▸ Article
The training of our GCN-based self-supervised method is independent with the RL model and will stop when the loss reaches stable. Moreover, for a specific batch of users and items, when the relations of them changes, we can utilize Equation (3) to update the neural network and their embeddings for this batch locally. After propagating with L layers, we can obtain \( {\bf \textrm {u}}^{(L)}_m \) and \( {\bf \textrm {v}}^{(L)}_n \) as the important foundation for clustering and the construction of state and action.

To better illustrate the superiority of integrating textual information, we pick a real user (with ID: A2P49WD75WHAG5) in the Amazon Digital Music dataset (one of the datasets we used in the experiments) to illustrate how the text could benefit our recommendation process. As shown in Figure 3, the left scatter graph shows the distribution of the interacted items’ embeddings obtained by Matrix Factorization (MF) without textual information, and the right scatter graph shows the same items’ embeddings obtained by Self-supervised Graph (SG) representation learning method with textual information (the category information). We utilize the widely used principal component analysis [12] to reduce the dimension of the above-mentioned embeddings to two dimensions. We can observe that the relative distance between 2,365 (“Gia”) and 2,607 (“Eighteen Visions”) is much shorter than that between 2,365 and 2,464 (“Fijacion Oral”) in the left scatter graph, while an opposite result can be observed in the right scatter graph. By carefully screening the category information of these three items, we can conclude that 2,365 is more similar to 2,464 rather than 2,607, and hence should be more closer to 2,464 in the visualized embedding graph. This demonstrates the effectiveness of integrating textual information for better embedding learning.

Fig. 3.

▸ Record list
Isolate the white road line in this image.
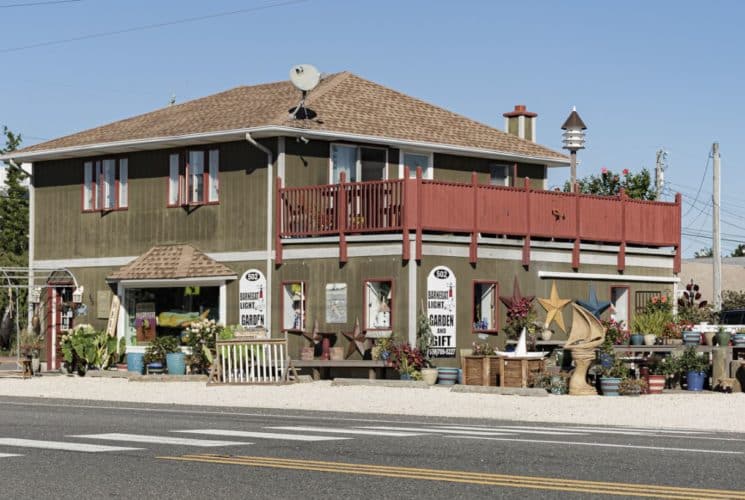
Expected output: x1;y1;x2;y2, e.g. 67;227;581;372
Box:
265;425;422;437
171;429;352;441
361;426;518;436
70;433;253;448
445;436;745;455
434;425;587;436
0;438;142;453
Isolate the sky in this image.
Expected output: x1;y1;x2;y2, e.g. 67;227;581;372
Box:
0;0;745;257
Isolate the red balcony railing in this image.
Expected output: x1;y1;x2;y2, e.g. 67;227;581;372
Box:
276;169;681;272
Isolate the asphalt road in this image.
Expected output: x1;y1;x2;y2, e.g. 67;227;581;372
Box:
0;398;745;499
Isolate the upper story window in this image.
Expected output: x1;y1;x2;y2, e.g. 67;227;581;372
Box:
400;151;433;179
331;144;388;184
83;158;129;212
168;149;220;207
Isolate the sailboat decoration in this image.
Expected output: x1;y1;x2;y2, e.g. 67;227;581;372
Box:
497;328;548;359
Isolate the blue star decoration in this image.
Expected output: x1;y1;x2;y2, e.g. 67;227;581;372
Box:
576;285;610;319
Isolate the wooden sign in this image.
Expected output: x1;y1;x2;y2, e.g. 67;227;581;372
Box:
106;295;121;337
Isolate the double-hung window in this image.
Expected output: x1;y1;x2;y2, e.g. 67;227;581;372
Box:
168;149;220;207
83;158;129;212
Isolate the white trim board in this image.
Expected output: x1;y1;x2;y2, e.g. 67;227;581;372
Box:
538;271;680;283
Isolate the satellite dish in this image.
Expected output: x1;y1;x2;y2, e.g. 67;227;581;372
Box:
290;64;321;92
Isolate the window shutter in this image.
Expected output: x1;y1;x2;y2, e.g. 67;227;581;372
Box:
207;149;220;202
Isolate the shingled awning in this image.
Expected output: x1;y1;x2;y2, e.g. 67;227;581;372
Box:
106;245;238;281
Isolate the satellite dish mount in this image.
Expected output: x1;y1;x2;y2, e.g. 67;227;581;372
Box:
290;64;321;119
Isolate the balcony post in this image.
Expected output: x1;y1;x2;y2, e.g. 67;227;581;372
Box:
572;182;580;271
336;170;347;262
416;167;423;261
401;166;412;261
274;177;284;266
522;177;530;269
618;188;627;272
468;172;479;264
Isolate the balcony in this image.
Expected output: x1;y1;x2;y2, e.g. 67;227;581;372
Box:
275;169;681;273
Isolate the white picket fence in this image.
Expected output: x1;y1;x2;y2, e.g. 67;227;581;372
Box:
210;339;292;384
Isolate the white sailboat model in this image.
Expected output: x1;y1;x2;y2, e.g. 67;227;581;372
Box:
497;328;549;359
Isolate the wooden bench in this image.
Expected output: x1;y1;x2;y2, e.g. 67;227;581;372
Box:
292;359;387;380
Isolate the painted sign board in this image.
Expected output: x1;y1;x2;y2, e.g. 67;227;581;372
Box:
238;269;266;328
427;266;457;358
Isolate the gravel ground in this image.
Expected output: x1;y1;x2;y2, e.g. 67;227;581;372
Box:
0;376;745;432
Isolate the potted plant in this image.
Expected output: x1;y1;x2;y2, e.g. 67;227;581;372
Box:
416;304;437;385
678;346;709;391
618;377;647;396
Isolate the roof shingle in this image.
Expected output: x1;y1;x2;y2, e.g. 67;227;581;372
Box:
17;72;567;162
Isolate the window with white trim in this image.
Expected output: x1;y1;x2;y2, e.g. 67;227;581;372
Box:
331;144;388;184
168;149;220;207
83;158;129;212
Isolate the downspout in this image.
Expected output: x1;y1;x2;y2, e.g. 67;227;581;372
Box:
246;132;274;332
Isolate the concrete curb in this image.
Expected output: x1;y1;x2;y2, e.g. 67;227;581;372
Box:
450;385;548;398
331;378;430;389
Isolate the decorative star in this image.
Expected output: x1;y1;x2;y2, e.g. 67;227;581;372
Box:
576;285;610;319
303;319;322;345
342;318;367;359
538;281;571;332
499;276;535;309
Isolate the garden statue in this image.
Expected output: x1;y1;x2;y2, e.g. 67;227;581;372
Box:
564;304;605;396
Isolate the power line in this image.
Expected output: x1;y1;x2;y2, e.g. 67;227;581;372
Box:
0;0;308;54
0;0;82;9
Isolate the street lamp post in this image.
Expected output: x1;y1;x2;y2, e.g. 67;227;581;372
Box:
561;106;587;191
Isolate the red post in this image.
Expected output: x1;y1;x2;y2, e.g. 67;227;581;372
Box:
572;182;580;271
515;177;530;267
416;167;422;260
468;172;479;264
401;166;411;261
618;188;627;272
336;170;347;262
673;193;682;274
274;177;282;265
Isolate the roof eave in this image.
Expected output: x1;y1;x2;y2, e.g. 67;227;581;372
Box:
0;125;569;167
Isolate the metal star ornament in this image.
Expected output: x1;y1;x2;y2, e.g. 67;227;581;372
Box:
577;285;610;319
342;318;368;359
538;281;571;333
499;276;535;309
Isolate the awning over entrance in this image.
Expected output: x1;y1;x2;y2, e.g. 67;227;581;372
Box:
106;245;238;281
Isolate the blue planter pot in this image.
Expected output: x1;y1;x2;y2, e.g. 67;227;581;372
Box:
683;332;701;345
127;352;145;374
437;368;459;385
687;371;706;391
600;377;621;396
166;352;186;375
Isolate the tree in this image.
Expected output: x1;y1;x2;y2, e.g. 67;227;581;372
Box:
564;167;655;200
693;247;714;259
0;126;28;332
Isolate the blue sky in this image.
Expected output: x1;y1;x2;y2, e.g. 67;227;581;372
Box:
0;0;745;256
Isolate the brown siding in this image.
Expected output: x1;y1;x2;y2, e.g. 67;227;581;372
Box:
34;140;276;259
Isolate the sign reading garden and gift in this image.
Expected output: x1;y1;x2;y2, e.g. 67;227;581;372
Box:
238;269;266;328
427;266;456;358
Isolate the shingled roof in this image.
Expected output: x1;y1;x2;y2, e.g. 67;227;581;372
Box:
13;72;568;164
106;245;237;281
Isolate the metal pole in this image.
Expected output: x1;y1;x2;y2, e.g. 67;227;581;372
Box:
711;142;722;311
569;149;577;192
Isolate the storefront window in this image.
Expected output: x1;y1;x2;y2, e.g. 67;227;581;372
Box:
365;280;393;330
125;286;220;344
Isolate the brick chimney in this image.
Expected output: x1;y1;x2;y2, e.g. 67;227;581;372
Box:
502;104;538;142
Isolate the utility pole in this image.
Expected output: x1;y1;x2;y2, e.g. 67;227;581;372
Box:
711;142;722;311
654;149;667;200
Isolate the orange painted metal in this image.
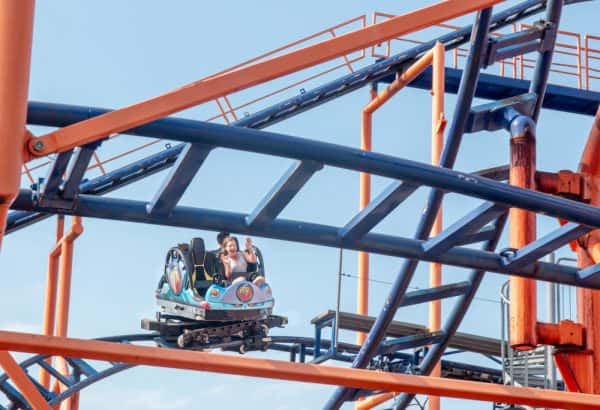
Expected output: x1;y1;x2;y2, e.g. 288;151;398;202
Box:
356;49;434;345
40;215;65;389
0;0;34;247
356;88;377;346
569;107;600;394
0;331;600;410
28;0;502;159
509;124;538;350
355;393;398;410
427;42;446;410
0;350;50;410
554;351;593;393
536;320;585;348
363;49;434;114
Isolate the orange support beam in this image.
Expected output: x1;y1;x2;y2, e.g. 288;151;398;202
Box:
28;0;503;159
0;331;600;410
573;107;600;394
356;88;377;346
0;0;34;247
427;42;446;410
509;121;538;350
356;50;434;345
356;393;398;410
40;215;65;389
0;350;51;410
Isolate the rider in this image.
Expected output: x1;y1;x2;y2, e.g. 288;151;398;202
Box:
221;236;265;287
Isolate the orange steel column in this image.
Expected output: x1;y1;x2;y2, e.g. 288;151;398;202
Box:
0;0;34;247
0;350;50;410
40;215;65;389
427;42;445;410
509;117;537;350
356;50;433;345
356;88;377;346
0;331;600;410
573;107;600;394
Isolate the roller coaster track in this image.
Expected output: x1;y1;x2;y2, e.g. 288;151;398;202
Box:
0;333;536;410
0;0;600;409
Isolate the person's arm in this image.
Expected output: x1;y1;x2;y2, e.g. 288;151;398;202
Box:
221;254;231;280
242;238;256;263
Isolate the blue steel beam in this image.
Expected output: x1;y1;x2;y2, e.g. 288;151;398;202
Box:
246;161;323;226
339;181;419;241
325;8;492;409
390;67;600;117
400;281;471;307
578;263;600;286
529;0;564;122
505;223;592;269
7;0;584;232
457;226;496;245
9;190;596;286
484;24;547;66
147;144;213;216
61;142;101;200
423;202;507;256
394;214;508;410
377;331;446;355
40;150;73;201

▸ What to work on
- 1) Transcribe the stretch of the recommendation article from "The training of" through "state and action.".
- 2) Render the listing lines from the one containing "Isolate the wooden sign in this image." through the one containing "538;271;680;283", both included, as a Markdown table with the columns Row and Line, leaving out blank lines.

▸ Answers for the exercise
- 1)
The training of our GCN-based self-supervised method is independent with the RL model and will stop when the loss reaches stable. Moreover, for a specific batch of users and items, when the relations of them changes, we can utilize Equation (3) to update the neural network and their embeddings for this batch locally. After propagating with L layers, we can obtain \( {\bf \textrm {u}}^{(L)}_m \) and \( {\bf \textrm {v}}^{(L)}_n \) as the important foundation for clustering and the construction of state and action.

- 2)
| Row | Line |
|---|---|
| 1 | Isolate the wooden sign in this image. |
| 2 | Expected output: x1;y1;x2;y2, e.g. 67;227;581;372 |
| 3 | Box: |
| 4 | 106;295;121;337 |
| 5 | Isolate the double-hung window in this image. |
| 6 | Expected output: x1;y1;x2;y2, e.g. 67;227;581;372 |
| 7 | Box: |
| 8 | 168;149;220;207 |
| 9 | 83;158;129;212 |
| 10 | Isolate the white trim board in this image. |
| 11 | Expected output: x1;y1;x2;y2, e.g. 67;227;581;372 |
| 12 | Box: |
| 13 | 538;271;680;283 |